WHAT THE TASK REQUIRES => Across the entries below, how many lines have the word "exact" in them? Respond with only the number.

EXTRACTED INFORMATION =>
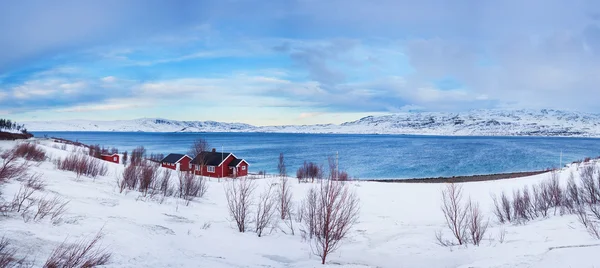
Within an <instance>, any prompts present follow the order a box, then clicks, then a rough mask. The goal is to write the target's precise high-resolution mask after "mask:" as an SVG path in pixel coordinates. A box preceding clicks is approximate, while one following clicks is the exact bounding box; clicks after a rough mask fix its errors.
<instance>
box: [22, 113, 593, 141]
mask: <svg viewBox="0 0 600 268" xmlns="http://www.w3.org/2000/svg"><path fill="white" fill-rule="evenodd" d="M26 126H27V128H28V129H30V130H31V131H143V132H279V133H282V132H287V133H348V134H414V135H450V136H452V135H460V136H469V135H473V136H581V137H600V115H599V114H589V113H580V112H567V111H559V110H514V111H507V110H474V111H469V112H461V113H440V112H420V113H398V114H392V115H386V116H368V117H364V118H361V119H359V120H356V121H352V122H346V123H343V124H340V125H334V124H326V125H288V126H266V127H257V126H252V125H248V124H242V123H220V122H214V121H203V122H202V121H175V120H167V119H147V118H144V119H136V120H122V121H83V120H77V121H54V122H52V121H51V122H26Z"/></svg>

* * *

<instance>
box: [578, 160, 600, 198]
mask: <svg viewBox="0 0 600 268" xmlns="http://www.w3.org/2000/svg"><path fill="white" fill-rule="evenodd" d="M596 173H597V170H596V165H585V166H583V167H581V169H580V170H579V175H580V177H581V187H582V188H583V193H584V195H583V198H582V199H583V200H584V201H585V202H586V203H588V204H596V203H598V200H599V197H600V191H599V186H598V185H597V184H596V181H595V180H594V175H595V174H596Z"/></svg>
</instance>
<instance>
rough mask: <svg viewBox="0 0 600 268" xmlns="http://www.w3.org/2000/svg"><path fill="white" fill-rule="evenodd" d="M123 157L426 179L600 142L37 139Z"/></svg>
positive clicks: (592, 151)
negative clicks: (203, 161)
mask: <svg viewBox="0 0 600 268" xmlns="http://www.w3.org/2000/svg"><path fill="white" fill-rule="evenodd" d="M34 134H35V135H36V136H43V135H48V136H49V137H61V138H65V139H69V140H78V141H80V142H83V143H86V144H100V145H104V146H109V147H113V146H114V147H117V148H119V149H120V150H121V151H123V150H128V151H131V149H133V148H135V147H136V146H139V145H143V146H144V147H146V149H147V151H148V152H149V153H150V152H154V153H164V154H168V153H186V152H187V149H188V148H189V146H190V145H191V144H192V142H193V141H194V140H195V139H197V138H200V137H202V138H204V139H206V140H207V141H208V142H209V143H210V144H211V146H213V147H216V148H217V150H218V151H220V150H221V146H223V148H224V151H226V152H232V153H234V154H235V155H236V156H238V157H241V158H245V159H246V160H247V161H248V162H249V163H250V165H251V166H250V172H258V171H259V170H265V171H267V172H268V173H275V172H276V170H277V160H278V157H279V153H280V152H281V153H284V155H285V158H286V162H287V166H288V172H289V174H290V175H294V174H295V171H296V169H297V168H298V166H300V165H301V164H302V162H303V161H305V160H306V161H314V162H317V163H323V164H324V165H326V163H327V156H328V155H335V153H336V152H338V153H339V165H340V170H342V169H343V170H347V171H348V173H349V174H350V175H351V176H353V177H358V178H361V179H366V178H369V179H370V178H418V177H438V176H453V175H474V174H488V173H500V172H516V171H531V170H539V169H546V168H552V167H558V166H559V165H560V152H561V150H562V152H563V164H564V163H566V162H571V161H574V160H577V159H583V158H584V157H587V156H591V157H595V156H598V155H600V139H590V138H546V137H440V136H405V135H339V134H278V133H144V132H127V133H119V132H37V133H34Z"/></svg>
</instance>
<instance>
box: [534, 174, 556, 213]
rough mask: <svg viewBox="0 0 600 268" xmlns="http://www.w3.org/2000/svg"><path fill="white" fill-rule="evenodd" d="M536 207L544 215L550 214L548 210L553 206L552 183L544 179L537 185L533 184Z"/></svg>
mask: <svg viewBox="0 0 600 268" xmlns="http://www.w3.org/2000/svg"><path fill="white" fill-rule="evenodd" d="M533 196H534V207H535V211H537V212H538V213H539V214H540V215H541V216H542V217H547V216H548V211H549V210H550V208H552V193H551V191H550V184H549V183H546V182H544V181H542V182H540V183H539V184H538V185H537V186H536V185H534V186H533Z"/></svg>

...

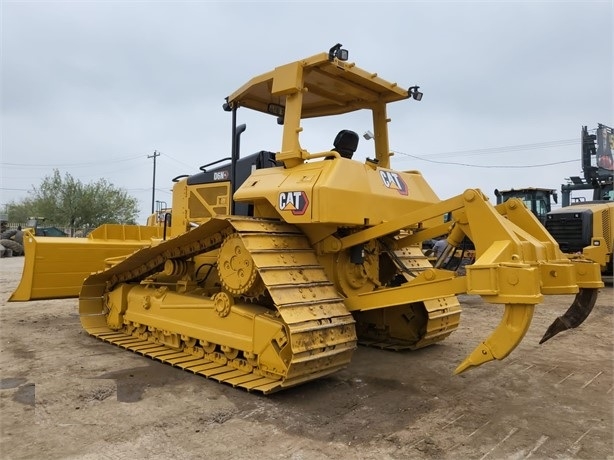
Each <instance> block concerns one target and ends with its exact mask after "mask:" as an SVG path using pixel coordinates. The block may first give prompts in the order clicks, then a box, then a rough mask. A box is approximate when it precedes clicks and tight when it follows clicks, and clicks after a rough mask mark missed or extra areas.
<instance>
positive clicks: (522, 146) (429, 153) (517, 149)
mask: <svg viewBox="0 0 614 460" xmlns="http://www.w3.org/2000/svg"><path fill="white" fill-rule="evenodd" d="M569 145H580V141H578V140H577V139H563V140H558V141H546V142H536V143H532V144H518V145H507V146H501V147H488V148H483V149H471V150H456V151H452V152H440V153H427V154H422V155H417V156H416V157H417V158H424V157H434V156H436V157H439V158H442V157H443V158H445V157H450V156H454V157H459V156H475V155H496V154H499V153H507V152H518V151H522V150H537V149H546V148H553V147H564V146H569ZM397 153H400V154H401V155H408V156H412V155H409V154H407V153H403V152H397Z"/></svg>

RESULT OF THIS EXERCISE => 2